Data items:
━━━

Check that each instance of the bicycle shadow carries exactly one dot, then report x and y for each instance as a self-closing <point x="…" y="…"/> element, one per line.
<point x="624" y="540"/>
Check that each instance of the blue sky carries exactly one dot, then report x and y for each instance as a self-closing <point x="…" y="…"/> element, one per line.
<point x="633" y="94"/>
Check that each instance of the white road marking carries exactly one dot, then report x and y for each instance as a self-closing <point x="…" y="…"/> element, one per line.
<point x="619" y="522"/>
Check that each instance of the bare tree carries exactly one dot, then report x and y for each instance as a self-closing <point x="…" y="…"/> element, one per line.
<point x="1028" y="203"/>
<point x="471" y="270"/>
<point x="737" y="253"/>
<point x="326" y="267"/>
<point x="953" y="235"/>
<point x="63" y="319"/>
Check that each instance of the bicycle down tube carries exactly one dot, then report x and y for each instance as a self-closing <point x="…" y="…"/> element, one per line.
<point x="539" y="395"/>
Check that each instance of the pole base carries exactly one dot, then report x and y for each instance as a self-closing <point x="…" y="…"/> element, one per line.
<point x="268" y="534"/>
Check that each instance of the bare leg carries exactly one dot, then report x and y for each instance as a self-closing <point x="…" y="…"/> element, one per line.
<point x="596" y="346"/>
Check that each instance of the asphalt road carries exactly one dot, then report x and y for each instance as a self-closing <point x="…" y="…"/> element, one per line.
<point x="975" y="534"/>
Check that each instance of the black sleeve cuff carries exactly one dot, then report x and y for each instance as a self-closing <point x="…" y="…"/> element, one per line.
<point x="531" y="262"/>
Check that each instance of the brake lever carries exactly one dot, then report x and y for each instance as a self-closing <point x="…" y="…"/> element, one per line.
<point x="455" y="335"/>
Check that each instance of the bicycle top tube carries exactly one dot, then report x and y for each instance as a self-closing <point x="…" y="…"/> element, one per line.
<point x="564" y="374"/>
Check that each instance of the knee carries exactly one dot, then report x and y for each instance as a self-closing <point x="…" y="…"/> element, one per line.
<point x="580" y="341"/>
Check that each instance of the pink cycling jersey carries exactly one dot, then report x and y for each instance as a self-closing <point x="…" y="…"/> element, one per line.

━━━

■ PROBLEM: Print the material once more, exactly.

■ RESULT OF THIS TASK:
Check that each instance of the bicycle shadow carries exactly one dot, then report x and y for each instance as a self-closing <point x="…" y="…"/> element, one per line.
<point x="624" y="540"/>
Check that each instance of the blue sky carries exactly one dot, then report x and y for each instance as a self-closing <point x="…" y="…"/> element, one per line.
<point x="633" y="94"/>
Check that each instance of the white road marking carries exactly one dot, then report x and y for each instance as a self-closing <point x="…" y="…"/> element, one per line.
<point x="619" y="522"/>
Check that each instance of the bare tree carries exactly one dot, then report x and y for each instance as a self-closing <point x="…" y="…"/> element, one per line.
<point x="1028" y="203"/>
<point x="471" y="270"/>
<point x="737" y="253"/>
<point x="326" y="267"/>
<point x="953" y="235"/>
<point x="63" y="319"/>
Check that each instance of the bicycle down tube carries exactly one dot, then report x and y for each instance as a self-closing <point x="…" y="…"/> element, one per line.
<point x="539" y="395"/>
Check that each instance of the pole base carries exactly one dot, then report x and y for each instance as a self-closing <point x="…" y="…"/> element, one per line.
<point x="268" y="534"/>
Check that each instance of the bare leg carries exactly one dot, then report x and y for each instance as a self-closing <point x="…" y="…"/> element, one per line.
<point x="596" y="346"/>
Check that each instance of the asphalt road carries exactly one dot, then report x and y for each instance as a self-closing <point x="…" y="…"/> element, one per line.
<point x="975" y="534"/>
Check that each instance of the black sleeve cuff carries exactly one dot, then report x and y for each instance as a self-closing <point x="…" y="…"/> element, one per line.
<point x="531" y="262"/>
Check that each instance of the brake lever carries exactly one dot, then report x and y for each instance as a self-closing <point x="…" y="…"/> element, one per line.
<point x="455" y="335"/>
Check that each instance of the bicycle top tube carries exactly one dot, then report x and y for each instance as a self-closing <point x="…" y="…"/> element, one per line.
<point x="564" y="374"/>
Check that each instance of the knee carries exactly one dot, then report x and y for each instance as a self-closing <point x="…" y="…"/> element, one per line.
<point x="580" y="341"/>
Check that each instance of the pink cycling jersey carries exactly one dot, then report x and y for each instance as a self-closing <point x="…" y="…"/> element, one per line.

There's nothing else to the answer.